** Data for processing follows **

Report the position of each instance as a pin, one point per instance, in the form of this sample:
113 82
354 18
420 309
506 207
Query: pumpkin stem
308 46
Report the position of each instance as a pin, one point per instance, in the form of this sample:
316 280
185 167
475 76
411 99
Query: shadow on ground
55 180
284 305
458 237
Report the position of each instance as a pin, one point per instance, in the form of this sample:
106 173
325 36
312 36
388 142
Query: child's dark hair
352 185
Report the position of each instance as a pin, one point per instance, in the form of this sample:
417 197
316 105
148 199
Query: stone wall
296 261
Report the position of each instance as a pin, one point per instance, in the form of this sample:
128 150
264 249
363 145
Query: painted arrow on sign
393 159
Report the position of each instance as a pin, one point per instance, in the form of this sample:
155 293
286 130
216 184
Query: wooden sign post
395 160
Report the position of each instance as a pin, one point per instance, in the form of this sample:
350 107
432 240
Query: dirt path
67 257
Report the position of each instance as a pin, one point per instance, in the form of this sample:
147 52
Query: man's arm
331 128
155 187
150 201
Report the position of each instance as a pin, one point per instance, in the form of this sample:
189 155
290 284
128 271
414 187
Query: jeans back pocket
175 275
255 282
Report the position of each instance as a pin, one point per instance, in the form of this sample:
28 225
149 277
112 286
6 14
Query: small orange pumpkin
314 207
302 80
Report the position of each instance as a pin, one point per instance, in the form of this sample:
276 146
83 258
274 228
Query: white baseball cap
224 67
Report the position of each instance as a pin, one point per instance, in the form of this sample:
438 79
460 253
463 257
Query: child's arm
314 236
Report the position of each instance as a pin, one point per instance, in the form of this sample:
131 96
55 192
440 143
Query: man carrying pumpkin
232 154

** End of Data for processing **

### Requirement
Restate every line of the data word for word.

### Answer to this problem
Report the position of each instance as a pin, one point per instance, in the form of this sample:
113 82
354 18
420 309
506 207
Query: pumpkin stem
308 46
Report the position of each instance as a pin, one point per instance, in the form of this sample:
316 280
185 167
475 76
411 99
Query: shadow on ground
55 180
284 305
458 237
Report the position of each instance as a pin, one point per instance, in the form of this sample:
106 173
325 36
312 36
388 142
Query: child's dark hair
352 185
Report the position of each instance as a pin, one point per instance, in the form of this sample:
417 197
316 105
148 199
Query: stone wall
296 261
Report the position of each instance as a pin, one point per instance, in the form of this sample:
128 150
264 249
363 145
Query: painted arrow on sign
393 159
Report the position of each instance as a pin, one point per instance, in the form of this sample:
155 293
286 130
216 184
Query: wooden sign post
395 160
Report the position of each instance as a pin, one point per instance, in the form of this sample:
350 107
432 240
Query: dirt path
67 257
Report the position of each instance as a pin, one point per instance, in the form of this sample:
147 52
Query: man's arm
331 128
155 187
150 201
Report the position of each instance as a pin, one point per instance, in the form of this sample:
189 155
290 284
128 271
414 187
Query: jeans back pocket
175 275
255 282
Report the position of each instance as a pin, one point per instance, in the form of this sample:
28 225
149 277
112 286
6 14
Query: small orange pumpkin
314 207
302 80
Report the position of each instance as a pin, one point per instance, in the form of this sample:
276 146
83 258
274 228
Query: white baseball cap
224 67
Report the position of each instance as a pin, one point per instance, in the form of this sample:
438 79
460 253
463 257
Query: child's arm
314 236
Report the position of each instance as a pin, one point per instance, in the form of this sample:
131 96
55 192
440 143
Query: man carrying pumpkin
232 154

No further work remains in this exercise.